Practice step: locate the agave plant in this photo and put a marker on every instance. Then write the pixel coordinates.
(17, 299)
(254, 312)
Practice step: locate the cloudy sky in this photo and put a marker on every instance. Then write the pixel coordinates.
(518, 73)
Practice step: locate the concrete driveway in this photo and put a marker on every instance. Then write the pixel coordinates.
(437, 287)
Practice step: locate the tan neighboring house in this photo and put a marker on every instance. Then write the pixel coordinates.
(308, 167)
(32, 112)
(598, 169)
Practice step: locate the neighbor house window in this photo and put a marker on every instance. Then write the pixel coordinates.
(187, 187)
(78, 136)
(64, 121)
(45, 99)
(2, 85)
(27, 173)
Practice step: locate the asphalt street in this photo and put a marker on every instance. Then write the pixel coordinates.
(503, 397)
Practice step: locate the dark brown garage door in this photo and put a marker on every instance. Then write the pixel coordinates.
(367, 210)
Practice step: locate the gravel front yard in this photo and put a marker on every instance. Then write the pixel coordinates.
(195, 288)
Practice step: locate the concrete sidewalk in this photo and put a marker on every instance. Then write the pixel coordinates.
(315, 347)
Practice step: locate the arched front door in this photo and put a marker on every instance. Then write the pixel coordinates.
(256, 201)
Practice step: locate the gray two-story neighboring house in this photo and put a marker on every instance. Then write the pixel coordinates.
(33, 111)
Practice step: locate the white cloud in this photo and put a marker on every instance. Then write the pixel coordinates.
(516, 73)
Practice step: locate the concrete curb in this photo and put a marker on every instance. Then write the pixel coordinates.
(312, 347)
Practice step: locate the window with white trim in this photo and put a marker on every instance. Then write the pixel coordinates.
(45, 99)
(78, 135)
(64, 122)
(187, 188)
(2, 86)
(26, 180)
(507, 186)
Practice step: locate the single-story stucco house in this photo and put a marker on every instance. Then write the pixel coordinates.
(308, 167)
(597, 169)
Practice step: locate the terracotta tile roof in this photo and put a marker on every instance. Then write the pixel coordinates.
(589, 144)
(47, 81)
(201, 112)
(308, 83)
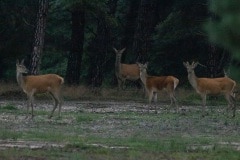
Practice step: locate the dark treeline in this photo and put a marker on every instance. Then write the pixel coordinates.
(80, 36)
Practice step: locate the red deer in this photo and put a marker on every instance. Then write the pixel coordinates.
(157, 83)
(211, 86)
(124, 72)
(34, 84)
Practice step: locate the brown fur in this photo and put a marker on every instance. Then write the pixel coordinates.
(153, 84)
(35, 84)
(125, 72)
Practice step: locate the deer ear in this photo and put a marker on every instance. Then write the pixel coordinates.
(115, 50)
(22, 62)
(122, 50)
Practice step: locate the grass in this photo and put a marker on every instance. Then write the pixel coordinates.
(108, 131)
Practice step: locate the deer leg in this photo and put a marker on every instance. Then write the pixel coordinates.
(233, 103)
(150, 96)
(28, 105)
(119, 83)
(56, 102)
(155, 100)
(173, 99)
(203, 104)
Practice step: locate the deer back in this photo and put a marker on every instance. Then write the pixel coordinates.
(43, 83)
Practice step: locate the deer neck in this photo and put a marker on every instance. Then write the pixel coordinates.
(118, 65)
(20, 79)
(193, 80)
(143, 77)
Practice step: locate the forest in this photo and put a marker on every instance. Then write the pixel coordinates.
(75, 38)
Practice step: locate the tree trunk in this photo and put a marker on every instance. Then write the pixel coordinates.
(129, 28)
(99, 48)
(146, 22)
(35, 60)
(75, 55)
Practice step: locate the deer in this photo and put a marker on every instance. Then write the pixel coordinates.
(36, 84)
(125, 72)
(211, 86)
(153, 84)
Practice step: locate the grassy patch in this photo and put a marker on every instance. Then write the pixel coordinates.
(115, 125)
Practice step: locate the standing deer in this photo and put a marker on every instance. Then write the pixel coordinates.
(211, 86)
(34, 84)
(157, 83)
(124, 71)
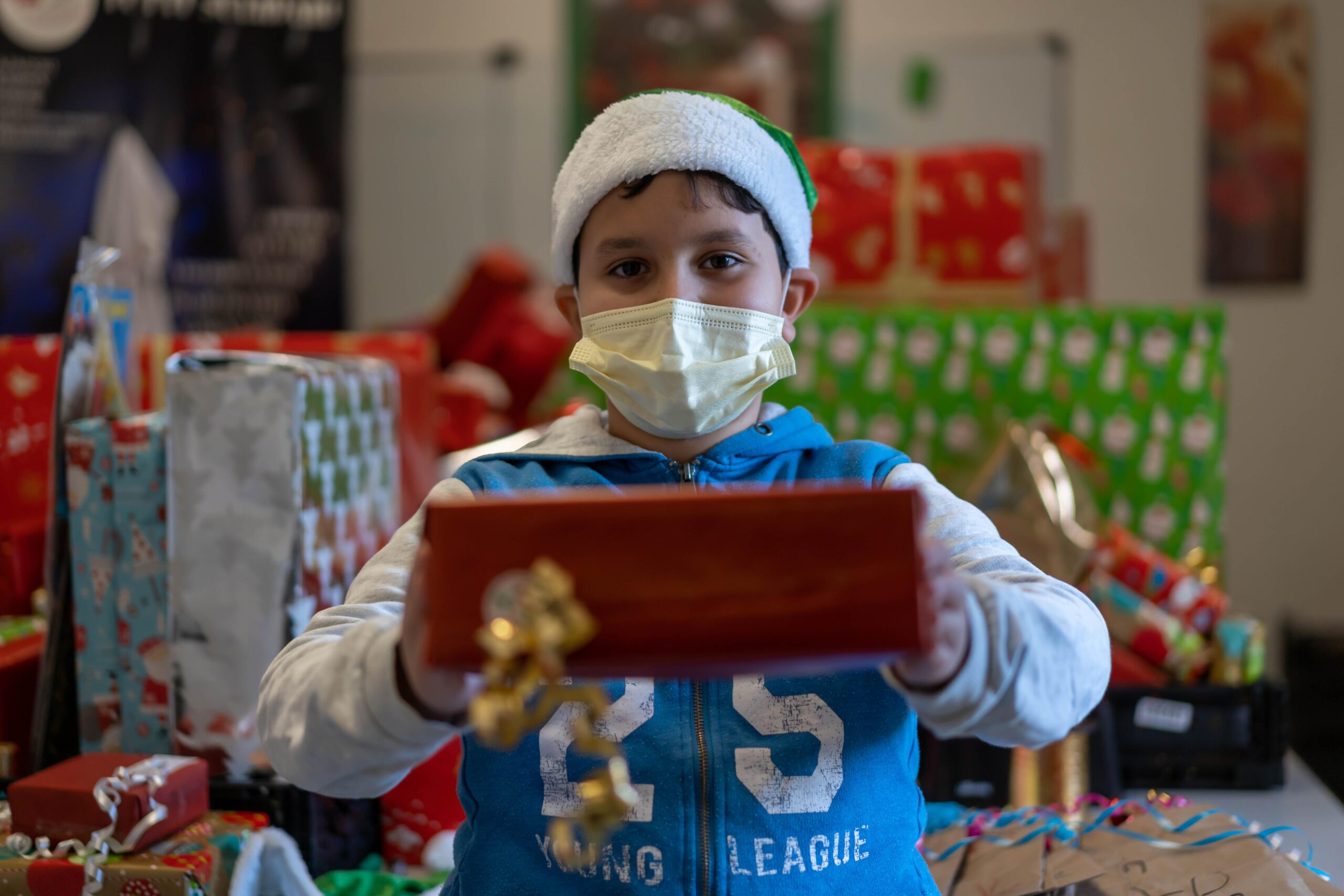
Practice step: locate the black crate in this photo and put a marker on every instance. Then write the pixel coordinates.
(1312, 660)
(972, 773)
(332, 835)
(1202, 736)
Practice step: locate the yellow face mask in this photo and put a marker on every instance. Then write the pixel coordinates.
(679, 368)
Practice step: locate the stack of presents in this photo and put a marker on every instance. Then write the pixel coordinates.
(206, 495)
(262, 469)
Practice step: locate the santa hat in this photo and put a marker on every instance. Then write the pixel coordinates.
(683, 131)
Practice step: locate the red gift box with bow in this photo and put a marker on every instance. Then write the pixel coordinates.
(59, 803)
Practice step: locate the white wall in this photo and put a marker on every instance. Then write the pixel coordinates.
(1135, 124)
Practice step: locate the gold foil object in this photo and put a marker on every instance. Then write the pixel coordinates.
(524, 686)
(1041, 503)
(1057, 774)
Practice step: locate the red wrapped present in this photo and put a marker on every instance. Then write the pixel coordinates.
(941, 225)
(195, 861)
(499, 323)
(19, 664)
(1128, 668)
(59, 803)
(423, 808)
(29, 394)
(1171, 585)
(412, 354)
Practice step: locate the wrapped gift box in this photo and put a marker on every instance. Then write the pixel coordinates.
(1148, 630)
(140, 496)
(284, 481)
(58, 803)
(195, 861)
(1172, 586)
(939, 225)
(1143, 388)
(412, 354)
(20, 659)
(29, 393)
(94, 551)
(118, 486)
(423, 808)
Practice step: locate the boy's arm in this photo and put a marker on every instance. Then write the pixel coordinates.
(330, 714)
(1040, 656)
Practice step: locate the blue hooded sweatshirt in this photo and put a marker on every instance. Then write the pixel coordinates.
(748, 785)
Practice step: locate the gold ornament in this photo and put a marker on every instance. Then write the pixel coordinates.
(524, 686)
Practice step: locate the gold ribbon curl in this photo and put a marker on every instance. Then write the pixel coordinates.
(526, 684)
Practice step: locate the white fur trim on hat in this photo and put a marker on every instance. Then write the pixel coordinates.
(651, 133)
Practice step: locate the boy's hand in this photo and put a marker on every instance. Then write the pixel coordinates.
(440, 695)
(936, 667)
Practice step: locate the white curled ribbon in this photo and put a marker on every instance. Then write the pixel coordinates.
(107, 793)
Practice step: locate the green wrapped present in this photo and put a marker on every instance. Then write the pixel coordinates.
(1144, 388)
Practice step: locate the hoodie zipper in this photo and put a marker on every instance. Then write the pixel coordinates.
(686, 477)
(698, 708)
(685, 473)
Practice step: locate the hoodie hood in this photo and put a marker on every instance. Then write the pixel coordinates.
(584, 434)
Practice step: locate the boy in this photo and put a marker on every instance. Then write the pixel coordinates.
(747, 786)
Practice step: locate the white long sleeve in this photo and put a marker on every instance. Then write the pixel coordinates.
(330, 714)
(1040, 653)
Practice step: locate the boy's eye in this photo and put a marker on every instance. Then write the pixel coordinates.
(629, 269)
(722, 261)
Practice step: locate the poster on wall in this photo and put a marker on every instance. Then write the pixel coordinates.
(1257, 114)
(202, 138)
(774, 56)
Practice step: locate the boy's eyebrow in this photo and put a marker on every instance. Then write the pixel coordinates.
(618, 245)
(730, 236)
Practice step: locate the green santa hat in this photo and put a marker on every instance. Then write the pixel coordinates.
(683, 131)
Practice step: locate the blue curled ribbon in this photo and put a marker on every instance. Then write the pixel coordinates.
(1052, 823)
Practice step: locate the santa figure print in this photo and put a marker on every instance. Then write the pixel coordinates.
(130, 440)
(156, 655)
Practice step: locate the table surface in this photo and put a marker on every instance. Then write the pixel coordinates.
(1304, 803)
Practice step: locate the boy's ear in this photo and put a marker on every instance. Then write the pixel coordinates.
(568, 301)
(803, 288)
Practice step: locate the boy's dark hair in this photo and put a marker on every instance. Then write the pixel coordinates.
(729, 193)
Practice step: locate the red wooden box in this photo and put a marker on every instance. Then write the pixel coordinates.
(706, 583)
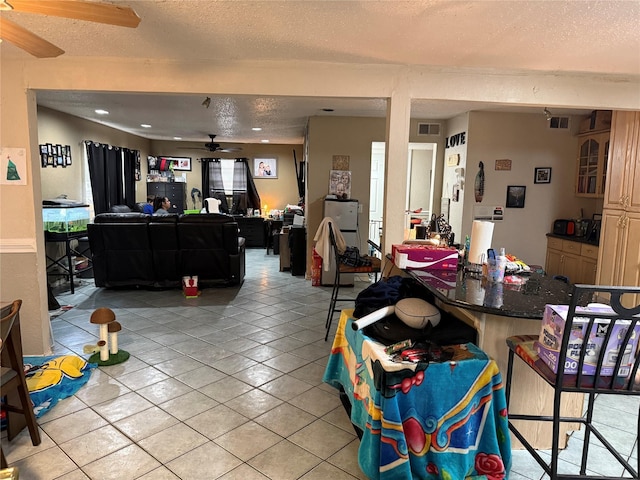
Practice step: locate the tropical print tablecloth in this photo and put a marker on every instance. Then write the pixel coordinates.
(426, 420)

※ ※ ※

• **Written instruction**:
Output an exact copy of the lines from the one with "Practice step: locate the hoodie hood" through the closing line of the records, inclusive, without any images.

• **Completed task**:
Practice step: locate the hoodie hood in this photo and put a marker on every instance. Then write the pixel coordinates.
(584, 434)
Practice step: locate the boy in this photo and put a marker on every instance. Then write the pixel coordinates.
(747, 786)
Practice step: locate the white long sleeve in this photo and put a marker on every instance. Then write the pixel coordinates.
(330, 714)
(1040, 653)
Practice step: locate the boy's eye in this photo and put a marker on every instance. Then write the pixel coordinates.
(629, 269)
(722, 261)
Practice step: locate the poster on wall in this photo and put a marker on every instance. Then write the pixel coordinates.
(1257, 114)
(202, 138)
(774, 56)
Practice step: locate the boy's eyebrow in this photo and put a marker on every instance. Then write the pixel coordinates.
(618, 245)
(730, 236)
Practice step: locate the green santa hat in this photo and put a marker on every instance. Then write the pixel coordinates.
(683, 131)
Practice step: locate the blue curled ribbon in this photo and put a marker on every instance. Then write the pixel coordinates.
(1052, 823)
Practice step: locate the santa figure print in this photo and put a marker on every instance. Then write the pixel coordinates.
(130, 440)
(156, 655)
Practice step: locate the table surface in this photo and put a marker on every instance. Then write the pixel coordinates.
(1304, 803)
Practice step: locate the boy's ear in this photo and put a marker on every instance. Then write the pixel coordinates.
(568, 301)
(803, 288)
Practice step: locate the boy's dark hair in this photo and put a marker on every instance. Then write the pixel coordinates.
(729, 193)
Practice step: locate the red wooden box in this photo and put a marker on every instance. Then write the pixel coordinates.
(706, 583)
Practice step: locate the tropical print tablecloth in this photo and put a marker on every instance. Then write the pixel coordinates.
(426, 420)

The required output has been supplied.